━━━ EXERCISE DATA
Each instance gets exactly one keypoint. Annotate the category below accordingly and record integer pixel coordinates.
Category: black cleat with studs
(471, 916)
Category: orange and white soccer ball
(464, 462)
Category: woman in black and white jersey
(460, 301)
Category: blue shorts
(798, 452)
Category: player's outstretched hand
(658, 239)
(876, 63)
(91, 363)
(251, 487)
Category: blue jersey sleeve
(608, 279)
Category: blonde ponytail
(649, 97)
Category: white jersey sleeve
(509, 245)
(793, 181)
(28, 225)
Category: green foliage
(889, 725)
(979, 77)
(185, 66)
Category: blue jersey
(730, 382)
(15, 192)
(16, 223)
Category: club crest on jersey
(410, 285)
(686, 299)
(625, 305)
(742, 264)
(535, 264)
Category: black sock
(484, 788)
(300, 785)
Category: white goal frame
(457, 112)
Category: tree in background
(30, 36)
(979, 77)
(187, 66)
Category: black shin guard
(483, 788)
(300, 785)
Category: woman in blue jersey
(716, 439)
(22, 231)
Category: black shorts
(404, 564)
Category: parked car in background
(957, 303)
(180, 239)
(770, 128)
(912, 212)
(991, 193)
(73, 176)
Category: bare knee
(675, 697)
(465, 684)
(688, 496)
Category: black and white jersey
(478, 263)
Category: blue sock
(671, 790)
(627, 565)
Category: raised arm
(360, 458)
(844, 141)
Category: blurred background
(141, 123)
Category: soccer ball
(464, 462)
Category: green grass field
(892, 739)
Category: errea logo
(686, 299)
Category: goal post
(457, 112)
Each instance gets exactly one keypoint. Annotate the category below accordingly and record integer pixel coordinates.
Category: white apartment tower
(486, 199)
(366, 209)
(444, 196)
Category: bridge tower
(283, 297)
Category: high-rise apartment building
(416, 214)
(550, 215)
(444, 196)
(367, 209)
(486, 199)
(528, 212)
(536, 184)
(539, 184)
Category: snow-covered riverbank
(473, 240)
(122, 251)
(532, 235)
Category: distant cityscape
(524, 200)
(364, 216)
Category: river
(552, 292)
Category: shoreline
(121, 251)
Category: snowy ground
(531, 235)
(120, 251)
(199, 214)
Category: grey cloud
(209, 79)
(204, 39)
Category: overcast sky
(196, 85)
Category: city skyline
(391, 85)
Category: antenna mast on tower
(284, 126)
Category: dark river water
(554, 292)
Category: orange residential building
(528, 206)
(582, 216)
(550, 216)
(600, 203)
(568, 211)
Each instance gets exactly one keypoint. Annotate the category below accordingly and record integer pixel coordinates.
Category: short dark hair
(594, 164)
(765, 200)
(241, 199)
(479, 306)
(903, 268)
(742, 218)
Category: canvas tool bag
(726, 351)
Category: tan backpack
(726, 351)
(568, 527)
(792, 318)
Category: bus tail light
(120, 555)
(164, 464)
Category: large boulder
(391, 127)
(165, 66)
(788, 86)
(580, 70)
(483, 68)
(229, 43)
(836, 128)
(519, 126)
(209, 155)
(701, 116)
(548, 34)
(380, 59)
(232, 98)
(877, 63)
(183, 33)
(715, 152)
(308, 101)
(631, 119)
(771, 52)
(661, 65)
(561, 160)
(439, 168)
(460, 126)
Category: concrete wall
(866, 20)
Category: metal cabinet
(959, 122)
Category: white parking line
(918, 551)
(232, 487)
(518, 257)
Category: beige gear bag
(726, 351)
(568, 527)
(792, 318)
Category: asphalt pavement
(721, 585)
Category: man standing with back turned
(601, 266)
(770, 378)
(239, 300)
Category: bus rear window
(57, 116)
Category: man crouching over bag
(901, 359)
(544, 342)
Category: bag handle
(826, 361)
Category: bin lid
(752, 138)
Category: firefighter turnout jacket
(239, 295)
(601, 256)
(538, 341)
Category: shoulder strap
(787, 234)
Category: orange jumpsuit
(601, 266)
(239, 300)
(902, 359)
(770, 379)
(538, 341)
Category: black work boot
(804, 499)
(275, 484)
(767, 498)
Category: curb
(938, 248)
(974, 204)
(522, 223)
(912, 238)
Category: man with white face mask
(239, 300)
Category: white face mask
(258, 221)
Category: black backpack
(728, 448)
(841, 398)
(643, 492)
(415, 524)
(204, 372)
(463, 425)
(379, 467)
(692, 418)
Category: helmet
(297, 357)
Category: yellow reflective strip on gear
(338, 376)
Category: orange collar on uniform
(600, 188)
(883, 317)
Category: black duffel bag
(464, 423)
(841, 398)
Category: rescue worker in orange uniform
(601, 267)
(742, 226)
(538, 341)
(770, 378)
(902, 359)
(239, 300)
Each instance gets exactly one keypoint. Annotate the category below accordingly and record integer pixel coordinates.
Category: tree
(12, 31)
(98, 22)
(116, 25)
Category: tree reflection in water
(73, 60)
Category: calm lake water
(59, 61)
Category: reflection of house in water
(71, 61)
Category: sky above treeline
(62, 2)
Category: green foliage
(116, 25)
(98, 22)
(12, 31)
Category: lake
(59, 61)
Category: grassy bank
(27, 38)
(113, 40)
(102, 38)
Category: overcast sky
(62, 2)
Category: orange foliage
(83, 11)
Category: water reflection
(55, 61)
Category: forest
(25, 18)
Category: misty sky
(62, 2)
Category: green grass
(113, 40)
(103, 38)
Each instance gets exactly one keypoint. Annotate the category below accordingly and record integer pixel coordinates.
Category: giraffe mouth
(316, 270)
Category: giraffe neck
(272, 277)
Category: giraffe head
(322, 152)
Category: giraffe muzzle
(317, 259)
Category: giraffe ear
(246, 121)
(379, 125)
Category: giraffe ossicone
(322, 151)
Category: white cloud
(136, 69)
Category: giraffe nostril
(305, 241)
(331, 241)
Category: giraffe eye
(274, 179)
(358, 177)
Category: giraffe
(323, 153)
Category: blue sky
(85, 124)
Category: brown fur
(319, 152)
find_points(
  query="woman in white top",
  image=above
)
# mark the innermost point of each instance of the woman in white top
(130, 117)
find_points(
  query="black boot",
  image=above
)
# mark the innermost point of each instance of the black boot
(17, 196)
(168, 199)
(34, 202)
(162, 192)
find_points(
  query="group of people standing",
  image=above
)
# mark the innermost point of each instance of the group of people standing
━━━━━━
- ACTION ITEM:
Filter the data above down to lines with the word "people", and copy them.

- RESULT FOR THIS EXERCISE:
  query="group of people standing",
# mark the innermost point of each instance of the group of people standing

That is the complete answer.